__WHAT THIS TASK INVOLVES__.
Lines below that include "sofa" are the answer; copy each one.

__INFORMATION GIVEN__.
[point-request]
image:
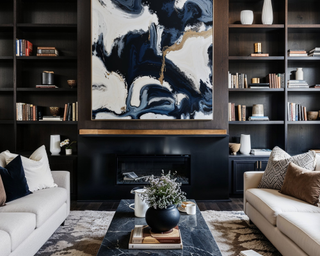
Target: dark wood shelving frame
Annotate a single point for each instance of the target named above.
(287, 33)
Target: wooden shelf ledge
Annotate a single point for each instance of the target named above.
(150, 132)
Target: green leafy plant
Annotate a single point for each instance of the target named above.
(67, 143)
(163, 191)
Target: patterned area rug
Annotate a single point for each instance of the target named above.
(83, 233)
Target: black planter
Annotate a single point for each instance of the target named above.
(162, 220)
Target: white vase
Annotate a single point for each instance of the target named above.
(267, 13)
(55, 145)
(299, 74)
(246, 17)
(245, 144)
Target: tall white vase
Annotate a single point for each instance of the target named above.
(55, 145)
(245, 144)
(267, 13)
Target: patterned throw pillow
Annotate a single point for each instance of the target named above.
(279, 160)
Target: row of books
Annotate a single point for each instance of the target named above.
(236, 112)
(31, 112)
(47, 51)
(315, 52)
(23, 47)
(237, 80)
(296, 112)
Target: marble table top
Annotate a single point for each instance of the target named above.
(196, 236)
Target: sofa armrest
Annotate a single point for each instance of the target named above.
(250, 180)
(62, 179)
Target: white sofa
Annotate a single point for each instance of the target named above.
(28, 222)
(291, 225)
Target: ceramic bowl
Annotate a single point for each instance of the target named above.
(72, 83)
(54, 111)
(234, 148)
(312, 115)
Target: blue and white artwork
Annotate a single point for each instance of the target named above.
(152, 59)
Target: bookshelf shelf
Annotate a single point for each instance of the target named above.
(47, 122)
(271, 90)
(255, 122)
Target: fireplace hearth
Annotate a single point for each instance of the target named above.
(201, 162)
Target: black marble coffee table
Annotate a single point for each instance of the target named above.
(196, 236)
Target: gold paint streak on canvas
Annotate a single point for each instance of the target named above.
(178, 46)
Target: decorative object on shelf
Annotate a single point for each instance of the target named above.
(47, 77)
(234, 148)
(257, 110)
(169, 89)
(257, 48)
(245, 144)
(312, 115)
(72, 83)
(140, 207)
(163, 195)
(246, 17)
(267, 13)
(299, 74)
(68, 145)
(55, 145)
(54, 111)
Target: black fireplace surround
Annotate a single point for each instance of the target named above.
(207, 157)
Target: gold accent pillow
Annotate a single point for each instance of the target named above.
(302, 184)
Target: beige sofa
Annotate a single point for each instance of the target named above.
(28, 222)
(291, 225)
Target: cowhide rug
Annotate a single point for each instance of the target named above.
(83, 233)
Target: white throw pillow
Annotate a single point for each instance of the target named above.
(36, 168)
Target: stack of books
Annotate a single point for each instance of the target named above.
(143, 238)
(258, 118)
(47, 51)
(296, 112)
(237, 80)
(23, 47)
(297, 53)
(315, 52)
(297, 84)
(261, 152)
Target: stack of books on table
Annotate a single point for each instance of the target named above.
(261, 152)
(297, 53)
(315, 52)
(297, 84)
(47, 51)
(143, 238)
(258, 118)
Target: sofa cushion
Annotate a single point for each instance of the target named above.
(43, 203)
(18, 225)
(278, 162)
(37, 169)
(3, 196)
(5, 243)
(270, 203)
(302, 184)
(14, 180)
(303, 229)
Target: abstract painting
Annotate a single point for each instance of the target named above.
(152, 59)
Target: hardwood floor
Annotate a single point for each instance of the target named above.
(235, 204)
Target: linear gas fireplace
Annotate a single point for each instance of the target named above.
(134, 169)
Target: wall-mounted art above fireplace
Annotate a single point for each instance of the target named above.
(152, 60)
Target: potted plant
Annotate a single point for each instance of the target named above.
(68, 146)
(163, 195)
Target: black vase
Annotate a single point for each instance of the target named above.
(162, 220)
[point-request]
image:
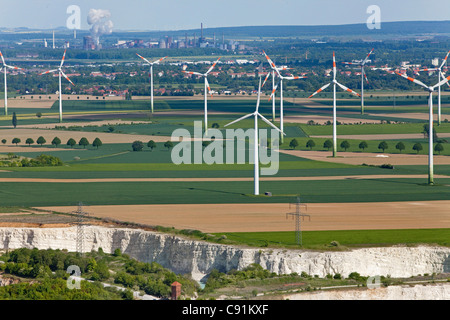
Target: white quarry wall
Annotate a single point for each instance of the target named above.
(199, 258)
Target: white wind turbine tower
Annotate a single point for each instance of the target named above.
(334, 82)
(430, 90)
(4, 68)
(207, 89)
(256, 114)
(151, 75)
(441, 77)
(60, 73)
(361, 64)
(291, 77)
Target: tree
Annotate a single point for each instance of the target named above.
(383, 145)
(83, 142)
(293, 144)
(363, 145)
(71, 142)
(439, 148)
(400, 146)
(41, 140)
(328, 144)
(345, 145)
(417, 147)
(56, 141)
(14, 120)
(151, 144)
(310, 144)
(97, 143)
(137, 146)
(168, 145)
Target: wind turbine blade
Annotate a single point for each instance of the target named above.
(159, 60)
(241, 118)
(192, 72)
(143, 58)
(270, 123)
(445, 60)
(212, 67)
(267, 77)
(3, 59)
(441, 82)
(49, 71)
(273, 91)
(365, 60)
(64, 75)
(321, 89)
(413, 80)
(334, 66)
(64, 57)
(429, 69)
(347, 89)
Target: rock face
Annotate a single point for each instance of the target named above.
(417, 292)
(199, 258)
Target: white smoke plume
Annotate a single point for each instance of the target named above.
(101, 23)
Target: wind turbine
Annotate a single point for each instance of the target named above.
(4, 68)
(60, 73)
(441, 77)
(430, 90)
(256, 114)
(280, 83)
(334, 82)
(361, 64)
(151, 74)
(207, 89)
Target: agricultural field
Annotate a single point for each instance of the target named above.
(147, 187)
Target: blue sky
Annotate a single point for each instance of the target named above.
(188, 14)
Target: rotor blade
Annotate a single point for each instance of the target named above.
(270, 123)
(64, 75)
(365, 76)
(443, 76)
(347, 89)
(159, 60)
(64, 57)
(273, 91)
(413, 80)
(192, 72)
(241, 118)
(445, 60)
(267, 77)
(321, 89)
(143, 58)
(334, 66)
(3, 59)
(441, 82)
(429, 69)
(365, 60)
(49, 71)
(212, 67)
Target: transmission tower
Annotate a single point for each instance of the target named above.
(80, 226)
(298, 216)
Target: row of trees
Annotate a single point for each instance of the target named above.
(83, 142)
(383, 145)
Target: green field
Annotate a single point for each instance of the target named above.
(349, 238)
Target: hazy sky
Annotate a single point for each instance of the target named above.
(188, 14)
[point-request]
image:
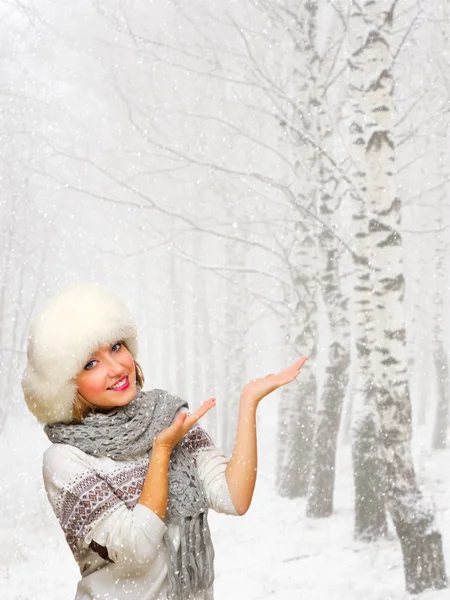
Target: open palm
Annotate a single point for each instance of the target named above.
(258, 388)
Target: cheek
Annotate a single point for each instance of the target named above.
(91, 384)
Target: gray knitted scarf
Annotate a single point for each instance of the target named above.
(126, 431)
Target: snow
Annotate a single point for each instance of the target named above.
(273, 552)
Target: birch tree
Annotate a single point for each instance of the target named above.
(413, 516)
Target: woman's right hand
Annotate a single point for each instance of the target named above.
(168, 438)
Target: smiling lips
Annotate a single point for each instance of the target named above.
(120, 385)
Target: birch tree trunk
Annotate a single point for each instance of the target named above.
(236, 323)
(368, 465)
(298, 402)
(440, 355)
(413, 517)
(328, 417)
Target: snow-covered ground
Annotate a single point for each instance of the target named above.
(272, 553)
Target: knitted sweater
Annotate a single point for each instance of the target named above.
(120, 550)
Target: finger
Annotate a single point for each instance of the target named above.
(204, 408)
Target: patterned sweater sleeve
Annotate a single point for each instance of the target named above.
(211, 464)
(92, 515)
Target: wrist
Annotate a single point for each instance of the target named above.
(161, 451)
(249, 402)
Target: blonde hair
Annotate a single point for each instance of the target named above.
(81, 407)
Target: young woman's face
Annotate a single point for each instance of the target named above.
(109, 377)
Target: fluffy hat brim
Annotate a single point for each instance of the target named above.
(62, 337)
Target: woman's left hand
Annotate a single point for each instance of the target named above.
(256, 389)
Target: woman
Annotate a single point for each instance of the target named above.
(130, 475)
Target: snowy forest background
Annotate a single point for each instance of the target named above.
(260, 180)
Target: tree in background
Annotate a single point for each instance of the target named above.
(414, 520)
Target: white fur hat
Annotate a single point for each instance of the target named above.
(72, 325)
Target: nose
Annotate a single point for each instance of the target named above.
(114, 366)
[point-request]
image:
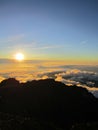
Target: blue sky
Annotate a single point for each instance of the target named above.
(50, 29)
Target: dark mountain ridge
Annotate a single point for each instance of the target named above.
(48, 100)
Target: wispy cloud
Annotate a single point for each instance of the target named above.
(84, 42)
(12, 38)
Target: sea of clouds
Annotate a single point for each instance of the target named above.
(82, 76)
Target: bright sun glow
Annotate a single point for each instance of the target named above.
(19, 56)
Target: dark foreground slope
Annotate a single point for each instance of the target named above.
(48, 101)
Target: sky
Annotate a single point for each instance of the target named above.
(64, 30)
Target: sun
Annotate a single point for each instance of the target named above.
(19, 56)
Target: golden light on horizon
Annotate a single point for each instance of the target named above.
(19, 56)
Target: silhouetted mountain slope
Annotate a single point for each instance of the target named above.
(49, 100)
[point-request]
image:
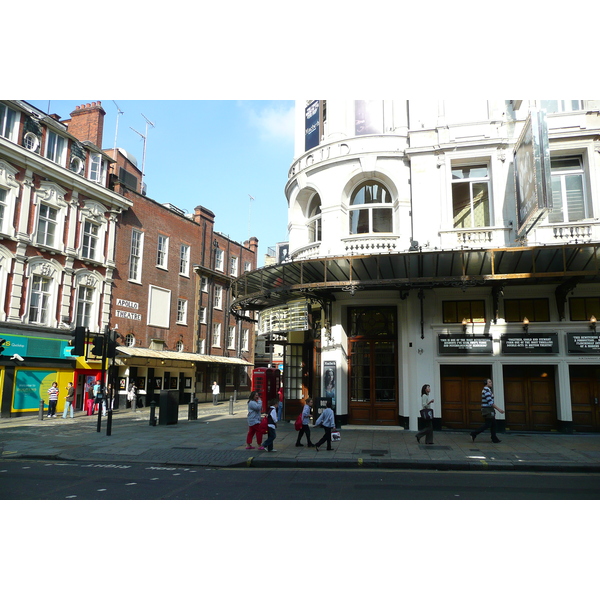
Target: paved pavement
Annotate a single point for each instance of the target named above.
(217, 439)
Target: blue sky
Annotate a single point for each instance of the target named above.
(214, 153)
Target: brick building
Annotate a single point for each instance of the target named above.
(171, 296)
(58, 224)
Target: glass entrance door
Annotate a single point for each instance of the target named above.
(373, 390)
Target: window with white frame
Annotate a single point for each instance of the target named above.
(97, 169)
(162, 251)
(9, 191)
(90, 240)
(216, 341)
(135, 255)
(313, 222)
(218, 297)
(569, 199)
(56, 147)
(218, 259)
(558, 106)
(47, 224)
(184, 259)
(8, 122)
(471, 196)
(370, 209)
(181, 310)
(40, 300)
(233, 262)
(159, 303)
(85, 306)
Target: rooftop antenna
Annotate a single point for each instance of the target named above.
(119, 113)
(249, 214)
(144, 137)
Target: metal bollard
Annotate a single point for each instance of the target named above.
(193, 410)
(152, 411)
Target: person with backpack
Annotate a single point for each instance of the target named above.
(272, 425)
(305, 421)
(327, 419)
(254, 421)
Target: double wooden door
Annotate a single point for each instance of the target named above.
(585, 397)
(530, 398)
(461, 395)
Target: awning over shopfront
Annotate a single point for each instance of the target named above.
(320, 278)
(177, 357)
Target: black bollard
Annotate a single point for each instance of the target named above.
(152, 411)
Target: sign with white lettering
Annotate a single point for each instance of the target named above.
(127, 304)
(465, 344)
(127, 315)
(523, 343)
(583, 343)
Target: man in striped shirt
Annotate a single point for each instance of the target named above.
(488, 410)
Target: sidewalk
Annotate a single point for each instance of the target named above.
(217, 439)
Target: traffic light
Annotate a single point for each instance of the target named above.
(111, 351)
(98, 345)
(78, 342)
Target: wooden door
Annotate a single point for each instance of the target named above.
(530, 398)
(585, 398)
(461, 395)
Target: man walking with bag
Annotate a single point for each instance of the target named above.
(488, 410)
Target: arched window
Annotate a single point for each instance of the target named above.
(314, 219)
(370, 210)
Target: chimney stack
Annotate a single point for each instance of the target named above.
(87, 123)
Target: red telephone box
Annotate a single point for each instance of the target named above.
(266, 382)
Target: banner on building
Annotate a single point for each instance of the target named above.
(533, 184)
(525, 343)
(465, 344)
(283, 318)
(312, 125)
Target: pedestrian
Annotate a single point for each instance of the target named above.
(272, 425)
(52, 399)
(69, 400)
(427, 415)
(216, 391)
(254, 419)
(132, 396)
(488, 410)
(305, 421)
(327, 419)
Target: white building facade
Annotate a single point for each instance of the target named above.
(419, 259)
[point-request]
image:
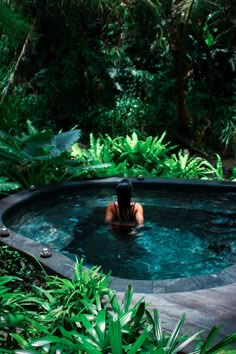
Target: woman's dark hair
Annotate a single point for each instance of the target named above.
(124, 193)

__OUTPUT FOR THIS TASK__.
Target: sofa armrest
Target: white sofa
Target: beige sofa
Target: sofa cushion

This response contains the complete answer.